• TASK TO COMPLETE: I'd like the full listing transcribed exactly, with no images included.

• RAW DATA:
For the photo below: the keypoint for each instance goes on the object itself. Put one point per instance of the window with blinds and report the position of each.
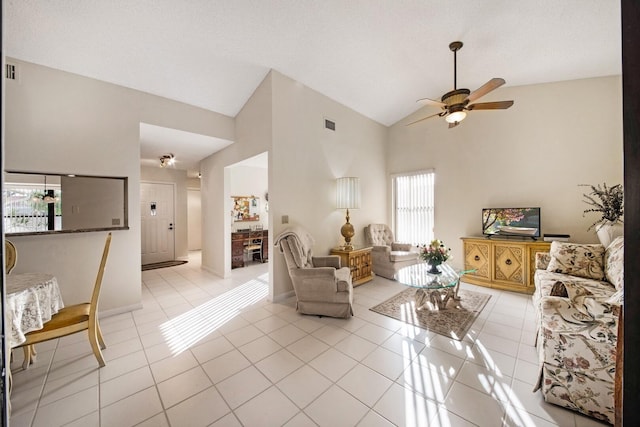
(413, 207)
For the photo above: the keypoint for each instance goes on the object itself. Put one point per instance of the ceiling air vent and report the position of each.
(11, 71)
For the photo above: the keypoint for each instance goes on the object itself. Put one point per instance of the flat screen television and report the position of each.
(523, 222)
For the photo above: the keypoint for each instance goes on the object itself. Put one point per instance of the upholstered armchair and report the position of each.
(387, 255)
(322, 287)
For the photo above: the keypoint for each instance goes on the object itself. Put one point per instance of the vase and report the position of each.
(608, 231)
(434, 268)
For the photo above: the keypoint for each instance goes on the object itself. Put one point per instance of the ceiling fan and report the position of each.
(456, 103)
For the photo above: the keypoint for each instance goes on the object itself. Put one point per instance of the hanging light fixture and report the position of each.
(167, 160)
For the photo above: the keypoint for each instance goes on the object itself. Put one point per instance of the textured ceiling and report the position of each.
(375, 56)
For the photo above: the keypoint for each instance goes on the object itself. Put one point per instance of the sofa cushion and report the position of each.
(614, 263)
(582, 260)
(402, 256)
(549, 283)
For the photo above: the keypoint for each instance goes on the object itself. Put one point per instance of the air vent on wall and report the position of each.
(11, 71)
(329, 124)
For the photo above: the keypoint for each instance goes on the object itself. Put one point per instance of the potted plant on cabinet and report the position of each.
(608, 202)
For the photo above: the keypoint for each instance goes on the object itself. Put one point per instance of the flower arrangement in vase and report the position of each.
(608, 202)
(435, 253)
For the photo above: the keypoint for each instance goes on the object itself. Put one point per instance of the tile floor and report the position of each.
(206, 351)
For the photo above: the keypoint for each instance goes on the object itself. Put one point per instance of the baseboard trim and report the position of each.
(120, 310)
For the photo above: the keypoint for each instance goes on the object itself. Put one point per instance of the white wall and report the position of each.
(63, 123)
(194, 219)
(286, 119)
(306, 160)
(555, 137)
(252, 137)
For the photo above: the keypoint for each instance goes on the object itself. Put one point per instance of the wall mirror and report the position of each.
(246, 208)
(35, 203)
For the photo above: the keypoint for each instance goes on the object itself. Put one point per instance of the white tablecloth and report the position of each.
(32, 298)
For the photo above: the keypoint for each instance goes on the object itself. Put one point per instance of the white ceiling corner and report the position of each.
(376, 56)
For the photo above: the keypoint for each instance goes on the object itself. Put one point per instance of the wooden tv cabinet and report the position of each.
(506, 264)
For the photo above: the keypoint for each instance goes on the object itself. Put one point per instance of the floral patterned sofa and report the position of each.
(578, 297)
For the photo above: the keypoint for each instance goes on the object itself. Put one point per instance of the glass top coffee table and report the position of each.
(433, 290)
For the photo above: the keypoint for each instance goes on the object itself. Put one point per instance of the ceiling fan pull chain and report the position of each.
(455, 69)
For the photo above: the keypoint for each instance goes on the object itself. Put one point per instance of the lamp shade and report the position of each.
(348, 193)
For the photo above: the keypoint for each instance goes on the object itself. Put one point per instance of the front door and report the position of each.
(157, 222)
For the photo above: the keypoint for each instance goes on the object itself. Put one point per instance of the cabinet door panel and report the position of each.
(509, 263)
(476, 256)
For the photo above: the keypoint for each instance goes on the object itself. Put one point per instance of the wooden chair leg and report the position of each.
(27, 356)
(100, 338)
(93, 339)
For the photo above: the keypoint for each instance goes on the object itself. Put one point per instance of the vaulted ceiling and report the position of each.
(375, 56)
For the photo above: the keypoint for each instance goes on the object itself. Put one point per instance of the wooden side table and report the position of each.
(358, 260)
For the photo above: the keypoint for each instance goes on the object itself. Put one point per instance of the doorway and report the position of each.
(157, 212)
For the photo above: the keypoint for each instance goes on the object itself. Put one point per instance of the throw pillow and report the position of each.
(559, 290)
(614, 263)
(582, 260)
(617, 297)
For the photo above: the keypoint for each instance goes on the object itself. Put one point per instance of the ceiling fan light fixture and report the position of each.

• RESPONSE AREA:
For the photo below: the keypoint for each instance goes on the object itself. Put one point per instance of the window with blinds and report the position of each.
(413, 207)
For the photo above: the keypoint for each instance goes on the object itself. Put one point per instance of the ceiling air vent and report the position of each.
(11, 71)
For the photo above: the keypoint for each instance goes on the object itself. Put one point per instance of the flat screen television and report the position of each.
(523, 222)
For the photo above: the keypoint for each instance goes on the object itself. Put one point per instance of the upholstered armchair and report the position of each.
(387, 255)
(322, 287)
For the photo above: the keypoint for each instance goes on the object itself. Put one point per instance of the vase and report the position of each.
(608, 231)
(434, 268)
For the photo above: the keypoint for each instance goes on the object itself. Put one point per instance of the ceiling fan and report the position of each.
(456, 103)
For the photo above: the keypoint for each instance goes on the object itself. Put one point per instance of the hanging light fixture and report the position of each.
(167, 160)
For the photo above: the keypoint for each instance goes on the object itself. Put one point per instance of the textured ceiling and report the position of each.
(375, 56)
For the photo above: the keypoint for each instance goes on the object itself. Put one point per instance of the sofa cushion and report the position of each.
(614, 263)
(582, 260)
(402, 256)
(549, 283)
For the photo above: the keypoint for each instance goes on the object itself. Put one point per instance of the air vent on wall and report the position of each.
(11, 71)
(329, 124)
For the photo above: the keypoint for each instance goes on the object itself. Put one point per instance of the potted plant on cabinet and report the position of each.
(608, 202)
For the photo above: the keypoint for each instance goes on the object itself. Put one point per instance of the flower arrangement in vase and report the position of each.
(608, 202)
(435, 253)
For the photo above: the keypoint for each instance goes on the object itself. Put one point per instance of the tile floor and report the position of each.
(206, 351)
For the photo above: the keypoint for each instance goes on the object itself. Put one point per instance of the baseboard trim and report the position of each.
(120, 310)
For the photo above: the keypoint for each instance goes on the object itself. Put one point per instance of the white wall and report the position of each.
(63, 123)
(194, 219)
(286, 119)
(306, 160)
(555, 137)
(252, 137)
For the photo above: the keypoint for each instance goes on the object itself. Put one point per instance of the wall mirror and report the position of each.
(246, 208)
(35, 203)
For the photo above: the keypoint for each instance goes on the object itself. Put one point per instance of the white tablecloth and report the position of each.
(32, 298)
For the photo above: the keypoint for each instance goes on the object itself. Put one point per instance of the white ceiling corner and report the position of each.
(376, 56)
For the photo above: the keypoint for each instance goes on the object itself. Put one point per instance of the wooden tv cabinet and report the position of each.
(506, 264)
For the photo above: the keypoint for each instance goes on the object itself. Put one point per instance of the floral patterned sofa and report the position of each.
(578, 297)
For the photo above: the keypoint for each instance goes on the object itself. Put one point per instance of the glass top coffee table and report the position of each.
(433, 290)
For the photo above: the keypoint for each instance goes on the object itself. Put one point per instance of the ceiling fan pull chain and report the position of each.
(455, 69)
For the photo above: the keypoint for each instance goes on the object itself. Put one point per instance of the lamp shade and report the position of each.
(348, 193)
For the photo above: the keypoint for each instance goes on the object itself. Put one point per instance of the front door and report the position of each.
(157, 222)
For the photo above: the keypoint for each instance goes on the object itself. Put one point per instance of the cabinet door panel and report the position of each.
(509, 263)
(476, 256)
For the photo above: the keypoint for each instance goes on the object itself. Put one point per instance of the wooden chair leg and report the position of each.
(27, 356)
(100, 338)
(93, 339)
For the photo above: the keypoint for each instance goes on the object itself. Put one point per instance of the vaulted ceiling and report the position of each.
(375, 56)
For the photo above: the keypoint for each instance goes on the object itself. Put one point per instance of the wooden side table and report the position of each.
(358, 260)
For the photo above: the keypoint for each instance goes on the object itself. Put one point per instance of the doorway and report the position of each.
(157, 212)
For the photo above: the keypoint for each instance goes on the object itself. Put one point per instance of the throw pillow and report the position of each.
(559, 290)
(614, 263)
(582, 260)
(617, 297)
For the photo above: the keypoint for each instance goes on the object itself. Put one point per instance of the ceiling fan light fixture and report the position of each.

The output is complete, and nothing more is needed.